* **What is required**:
Your copy begins at the line with "Practice step: locate the yellow high-visibility" and runs through the end of the data below. Set down only those lines exactly, without pictures.

Records from a data collection

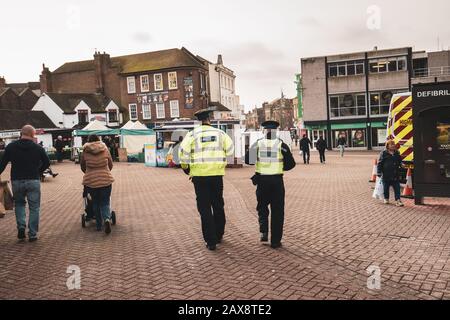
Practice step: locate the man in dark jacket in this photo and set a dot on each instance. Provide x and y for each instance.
(305, 145)
(28, 161)
(321, 146)
(388, 169)
(272, 158)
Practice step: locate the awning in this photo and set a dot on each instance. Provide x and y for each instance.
(344, 126)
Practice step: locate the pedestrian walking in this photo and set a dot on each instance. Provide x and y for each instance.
(305, 145)
(96, 163)
(272, 158)
(28, 161)
(342, 142)
(59, 146)
(321, 146)
(388, 169)
(203, 155)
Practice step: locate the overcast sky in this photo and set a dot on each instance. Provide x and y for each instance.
(262, 41)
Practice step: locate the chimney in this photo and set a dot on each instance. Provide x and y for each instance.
(220, 60)
(102, 62)
(46, 80)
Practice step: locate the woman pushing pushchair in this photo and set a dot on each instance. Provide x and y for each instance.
(96, 163)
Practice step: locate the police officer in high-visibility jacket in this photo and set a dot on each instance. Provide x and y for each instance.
(203, 155)
(272, 158)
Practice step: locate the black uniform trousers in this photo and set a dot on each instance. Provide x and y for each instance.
(210, 205)
(270, 191)
(306, 156)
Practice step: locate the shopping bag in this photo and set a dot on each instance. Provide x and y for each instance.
(378, 193)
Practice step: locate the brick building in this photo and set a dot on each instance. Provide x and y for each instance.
(281, 110)
(349, 94)
(18, 96)
(152, 87)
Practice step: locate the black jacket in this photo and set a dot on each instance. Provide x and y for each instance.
(59, 145)
(321, 144)
(28, 160)
(389, 166)
(288, 158)
(305, 144)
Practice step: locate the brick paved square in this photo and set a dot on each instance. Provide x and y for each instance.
(334, 230)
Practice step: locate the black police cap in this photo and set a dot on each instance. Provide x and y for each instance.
(270, 124)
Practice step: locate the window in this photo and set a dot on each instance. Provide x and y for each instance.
(332, 70)
(145, 83)
(83, 116)
(112, 116)
(133, 111)
(131, 84)
(343, 69)
(160, 111)
(381, 101)
(174, 109)
(388, 65)
(146, 111)
(158, 82)
(348, 105)
(173, 83)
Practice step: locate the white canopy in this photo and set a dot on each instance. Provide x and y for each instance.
(95, 126)
(129, 125)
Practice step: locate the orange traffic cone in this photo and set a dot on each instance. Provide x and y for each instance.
(408, 191)
(374, 171)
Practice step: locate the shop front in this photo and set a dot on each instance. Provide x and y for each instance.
(355, 135)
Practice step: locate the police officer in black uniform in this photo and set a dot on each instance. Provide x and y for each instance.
(272, 157)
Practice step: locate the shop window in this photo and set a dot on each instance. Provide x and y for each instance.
(158, 82)
(332, 70)
(133, 111)
(358, 138)
(131, 84)
(160, 111)
(174, 109)
(173, 83)
(343, 69)
(145, 83)
(388, 65)
(348, 105)
(146, 111)
(112, 116)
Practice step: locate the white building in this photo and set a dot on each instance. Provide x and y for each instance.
(222, 87)
(75, 110)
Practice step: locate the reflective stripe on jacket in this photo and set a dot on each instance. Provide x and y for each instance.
(205, 150)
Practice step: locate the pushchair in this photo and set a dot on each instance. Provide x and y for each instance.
(89, 214)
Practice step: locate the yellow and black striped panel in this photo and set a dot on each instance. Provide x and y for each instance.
(400, 126)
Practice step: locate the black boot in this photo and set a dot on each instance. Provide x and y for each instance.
(264, 236)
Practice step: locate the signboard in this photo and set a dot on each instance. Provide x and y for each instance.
(382, 134)
(150, 155)
(153, 97)
(9, 134)
(443, 135)
(189, 93)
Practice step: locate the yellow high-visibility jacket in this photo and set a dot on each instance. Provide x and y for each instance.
(204, 151)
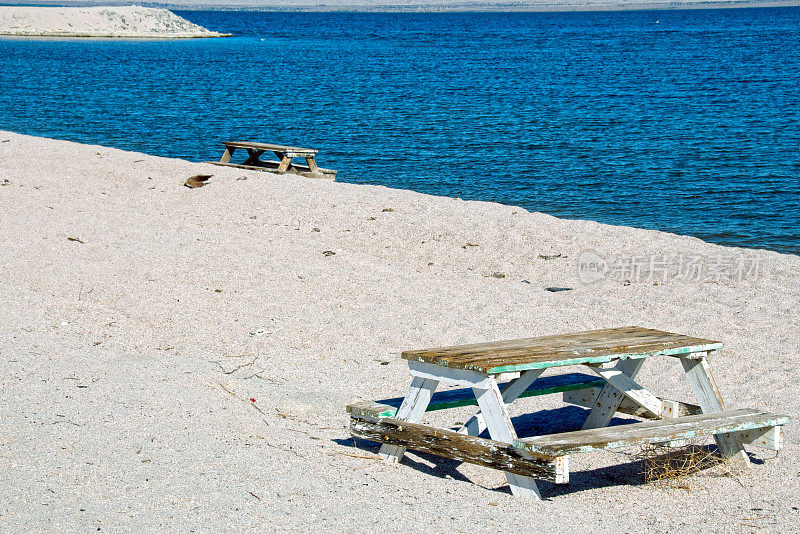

* **Task response**:
Practice step: locate the yellow high-visibility jacket in this photo and set a dot on each instance. Provide x and y for each instance.
(204, 151)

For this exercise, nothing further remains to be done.